Шрифт:
Интервал:
Закладка:
* * *
В романе Пелевина «Т» (2009) есть эпизод, когда главный герой, граф Т., лежит в поле, глядя в летнее небо на плывущие по его просторам облака. Он размышляет, что редко увидишь такое высокое небо:
В ясные дни у него вообще нет высоты – только синева. Нужны облака, чтобы оно стало высоким или низким. Вот так и человеческая душа – она не бывает высокой или низкой сама по себе, все зависит исключительно от намерений и мыслей, которые ее заполняют в настоящий момент…545
Аллюзия к прозрению Андрея Болконского под Аустерлицем очевидна. Но Пелевин и не копирует, и не пародирует известную сцену «Войны и мира», а дает нарисованному Толстым образу неожиданную трактовку, исходя из проблематики, занимающей его самого. «Высокое небо», заставляющее Болконского осознать тщету войны и присутствие невыразимой высшей силы, отражает здесь переменчивость человеческой натуры и биение бытия, которое человек ежесекундно оживляет внутри себя.
Пелевин, как это присуще писателям любой эпохи, вступает в диалог с литературными предшественниками и подчеркивает, что их произведения питают его собственное творчество. Его аллюзии, как правило, лежат на поверхности и часто проговариваются прямым текстом. Иногда мы видим наслоение идей и образов, заимствованных из разных источников, как, например, в случае с отсылкой к Маяковскому и Блоку в «Ананасной воде для прекрасной дамы». Иногда перед нами неожиданный сплав таких источников – скажем, Брэдбери и Чжуан-цзы в «Любви к трем цукербринам». А порой Пелевин соединяет идеи и художественные приемы своих предшественников с их более поздними интерпретациями, как в эпизоде с духом Достоевского и спиритической доской546.

▬▬▬

> КОРОТКАЯ ЗАДАЧА A: Какие два источника, согласно фрагменту о Пелевине, неожиданно сплавлены в «Любви к трем цукербринам»?
> КОРОТКАЯ ЗАДАЧА B: Выпишите без изменений часть фрагмента о Пелевине: начните со слов «Пелевин, как это» и остановитесь после слов «и спиритической доской546.».

> НАБОР ЗАПИСЕЙ:
▬▬▬

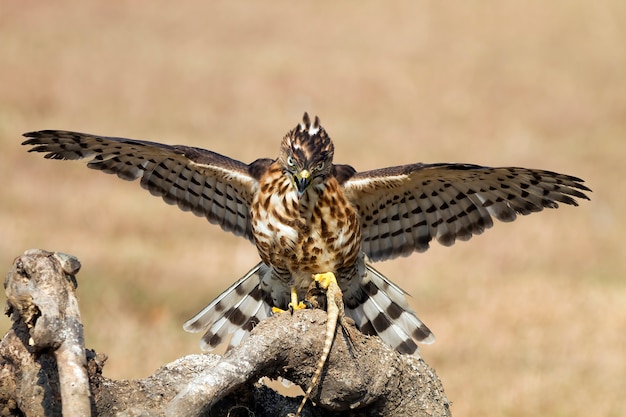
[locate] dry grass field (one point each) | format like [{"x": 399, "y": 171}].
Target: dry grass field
[{"x": 530, "y": 318}]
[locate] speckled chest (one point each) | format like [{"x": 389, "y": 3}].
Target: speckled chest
[{"x": 316, "y": 233}]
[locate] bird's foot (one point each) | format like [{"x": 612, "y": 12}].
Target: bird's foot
[
  {"x": 294, "y": 305},
  {"x": 325, "y": 280}
]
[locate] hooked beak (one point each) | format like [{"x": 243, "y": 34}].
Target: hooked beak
[{"x": 302, "y": 180}]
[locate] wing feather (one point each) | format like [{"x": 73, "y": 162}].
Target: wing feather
[
  {"x": 206, "y": 183},
  {"x": 403, "y": 208}
]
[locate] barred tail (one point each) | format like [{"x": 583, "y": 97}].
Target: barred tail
[
  {"x": 236, "y": 311},
  {"x": 383, "y": 310}
]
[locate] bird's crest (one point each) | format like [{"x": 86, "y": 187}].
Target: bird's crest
[{"x": 309, "y": 143}]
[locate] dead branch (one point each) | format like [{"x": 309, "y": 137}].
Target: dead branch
[{"x": 45, "y": 370}]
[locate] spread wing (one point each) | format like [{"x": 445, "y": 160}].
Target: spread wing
[
  {"x": 203, "y": 182},
  {"x": 403, "y": 208}
]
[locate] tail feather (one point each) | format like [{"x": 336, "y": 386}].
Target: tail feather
[
  {"x": 384, "y": 311},
  {"x": 236, "y": 311}
]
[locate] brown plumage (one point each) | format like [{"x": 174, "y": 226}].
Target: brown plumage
[{"x": 307, "y": 215}]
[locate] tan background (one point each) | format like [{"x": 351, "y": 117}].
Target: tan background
[{"x": 530, "y": 318}]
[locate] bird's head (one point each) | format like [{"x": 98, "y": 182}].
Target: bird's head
[{"x": 306, "y": 154}]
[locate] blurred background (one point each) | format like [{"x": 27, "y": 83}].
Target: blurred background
[{"x": 530, "y": 318}]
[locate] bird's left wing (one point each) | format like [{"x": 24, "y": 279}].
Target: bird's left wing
[
  {"x": 203, "y": 182},
  {"x": 403, "y": 208}
]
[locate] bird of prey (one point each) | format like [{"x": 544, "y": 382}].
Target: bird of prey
[{"x": 307, "y": 215}]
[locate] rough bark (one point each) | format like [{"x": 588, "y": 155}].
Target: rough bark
[{"x": 46, "y": 371}]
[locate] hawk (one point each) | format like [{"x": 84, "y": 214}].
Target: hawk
[{"x": 308, "y": 215}]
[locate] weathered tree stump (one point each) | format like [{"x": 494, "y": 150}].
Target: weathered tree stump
[{"x": 45, "y": 369}]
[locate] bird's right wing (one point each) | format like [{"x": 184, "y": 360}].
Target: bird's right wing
[{"x": 206, "y": 183}]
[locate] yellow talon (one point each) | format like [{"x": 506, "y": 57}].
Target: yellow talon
[{"x": 326, "y": 279}]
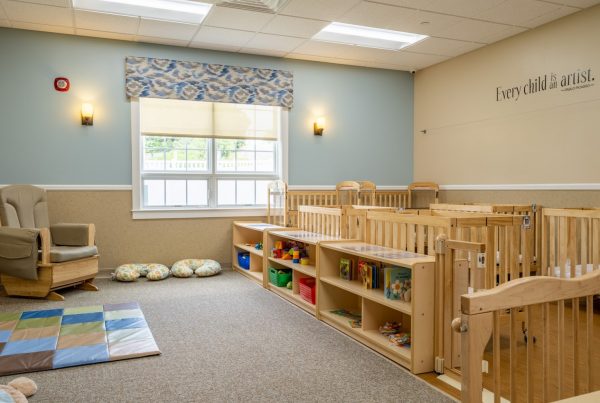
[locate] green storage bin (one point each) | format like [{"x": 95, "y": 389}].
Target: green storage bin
[{"x": 279, "y": 279}]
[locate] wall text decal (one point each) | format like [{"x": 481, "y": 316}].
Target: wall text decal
[{"x": 551, "y": 81}]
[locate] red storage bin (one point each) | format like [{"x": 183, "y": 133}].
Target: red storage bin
[{"x": 308, "y": 289}]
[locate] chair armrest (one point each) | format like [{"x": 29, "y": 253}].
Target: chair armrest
[
  {"x": 73, "y": 234},
  {"x": 19, "y": 252}
]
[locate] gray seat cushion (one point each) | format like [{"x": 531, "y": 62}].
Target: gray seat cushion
[{"x": 60, "y": 254}]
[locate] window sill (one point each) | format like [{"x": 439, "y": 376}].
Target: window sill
[{"x": 157, "y": 214}]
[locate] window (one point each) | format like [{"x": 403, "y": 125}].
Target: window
[{"x": 205, "y": 157}]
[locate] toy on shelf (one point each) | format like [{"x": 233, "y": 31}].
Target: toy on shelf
[
  {"x": 290, "y": 250},
  {"x": 393, "y": 331},
  {"x": 370, "y": 274},
  {"x": 397, "y": 283},
  {"x": 346, "y": 269}
]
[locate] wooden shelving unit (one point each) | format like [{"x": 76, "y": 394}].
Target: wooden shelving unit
[
  {"x": 416, "y": 316},
  {"x": 245, "y": 236},
  {"x": 310, "y": 240}
]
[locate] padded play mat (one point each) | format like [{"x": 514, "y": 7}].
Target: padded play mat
[{"x": 56, "y": 338}]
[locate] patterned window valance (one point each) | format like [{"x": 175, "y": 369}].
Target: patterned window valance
[{"x": 163, "y": 78}]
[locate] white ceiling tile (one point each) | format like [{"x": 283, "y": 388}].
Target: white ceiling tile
[
  {"x": 225, "y": 17},
  {"x": 554, "y": 15},
  {"x": 161, "y": 41},
  {"x": 294, "y": 26},
  {"x": 517, "y": 12},
  {"x": 104, "y": 34},
  {"x": 167, "y": 29},
  {"x": 579, "y": 3},
  {"x": 263, "y": 52},
  {"x": 507, "y": 32},
  {"x": 42, "y": 27},
  {"x": 274, "y": 42},
  {"x": 39, "y": 14},
  {"x": 380, "y": 16},
  {"x": 444, "y": 47},
  {"x": 473, "y": 30},
  {"x": 222, "y": 36},
  {"x": 461, "y": 8},
  {"x": 214, "y": 46},
  {"x": 416, "y": 61},
  {"x": 106, "y": 22},
  {"x": 326, "y": 10}
]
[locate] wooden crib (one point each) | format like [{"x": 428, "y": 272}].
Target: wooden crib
[
  {"x": 558, "y": 358},
  {"x": 456, "y": 273}
]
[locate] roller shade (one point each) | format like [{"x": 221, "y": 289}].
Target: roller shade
[{"x": 168, "y": 117}]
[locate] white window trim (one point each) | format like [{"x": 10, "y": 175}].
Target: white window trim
[{"x": 139, "y": 213}]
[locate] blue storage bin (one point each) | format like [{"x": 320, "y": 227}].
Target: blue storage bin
[{"x": 244, "y": 260}]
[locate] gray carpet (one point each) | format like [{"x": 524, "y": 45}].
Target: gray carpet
[{"x": 225, "y": 339}]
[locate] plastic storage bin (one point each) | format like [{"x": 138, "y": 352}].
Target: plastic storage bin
[
  {"x": 279, "y": 279},
  {"x": 308, "y": 289},
  {"x": 244, "y": 260}
]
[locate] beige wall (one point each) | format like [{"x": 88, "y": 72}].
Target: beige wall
[
  {"x": 551, "y": 136},
  {"x": 123, "y": 240}
]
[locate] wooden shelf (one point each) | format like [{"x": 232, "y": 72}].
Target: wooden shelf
[
  {"x": 307, "y": 269},
  {"x": 249, "y": 248},
  {"x": 375, "y": 295},
  {"x": 371, "y": 338},
  {"x": 294, "y": 298}
]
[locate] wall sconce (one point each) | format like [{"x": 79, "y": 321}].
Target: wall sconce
[
  {"x": 319, "y": 126},
  {"x": 87, "y": 114}
]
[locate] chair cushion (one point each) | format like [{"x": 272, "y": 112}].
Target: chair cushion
[{"x": 60, "y": 254}]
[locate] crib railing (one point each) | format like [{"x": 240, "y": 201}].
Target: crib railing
[{"x": 551, "y": 355}]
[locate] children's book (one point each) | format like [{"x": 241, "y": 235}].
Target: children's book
[
  {"x": 346, "y": 269},
  {"x": 396, "y": 282}
]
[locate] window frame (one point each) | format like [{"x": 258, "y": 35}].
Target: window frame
[{"x": 139, "y": 211}]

▬▬▬

> ОЖИДАЕМЫЙ ОТВЕТ A: Брэдбери и Чжуан-цзы.

> ОЖИДАЕМЫЙ ОТВЕТ B:
Пелевин, как это присуще писателям любой эпохи, вступает в диалог с литературными предшественниками и подчеркивает, что их произведения питают его собственное творчество. Его аллюзии, как правило, лежат на поверхности и часто проговариваются прямым текстом. Иногда мы видим наслоение идей и образов, заимствованных из разных источников, как, например, в случае с отсылкой к Маяковскому и Блоку в «Ананасной воде для прекрасной дамы». Иногда перед нами неожиданный сплав таких источников – скажем, Брэдбери и Чжуан-цзы в «Любви к трем цукербринам». А порой Пелевин соединяет идеи и художественные приемы своих предшественников с их более поздними интерпретациями, как в эпизоде с духом Достоевского и спиритической доской546.